- [DIRECTIVE]
Copy out the material below line for line and without alteration, omitting the pictures.

Location labeling records:
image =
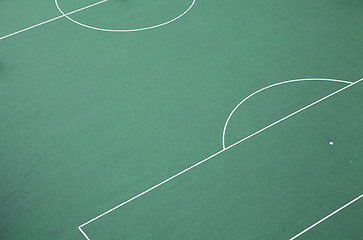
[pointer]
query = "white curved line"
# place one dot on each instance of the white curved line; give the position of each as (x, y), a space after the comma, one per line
(51, 20)
(270, 86)
(124, 30)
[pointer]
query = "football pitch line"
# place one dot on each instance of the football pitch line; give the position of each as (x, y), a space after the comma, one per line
(225, 149)
(325, 218)
(53, 19)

- [WRITTEN SOLUTION]
image =
[pointer]
query = "white curved line"
# place one dot on each instance of the white curved line; give the position of each as (x, y), a space after the comma, one per line
(51, 20)
(270, 86)
(124, 30)
[pointer]
query = "football pitch line"
# place one dot on each instance of the football pitch line; give the position of each as (x, y), a space after the comma, one per line
(225, 149)
(325, 218)
(53, 19)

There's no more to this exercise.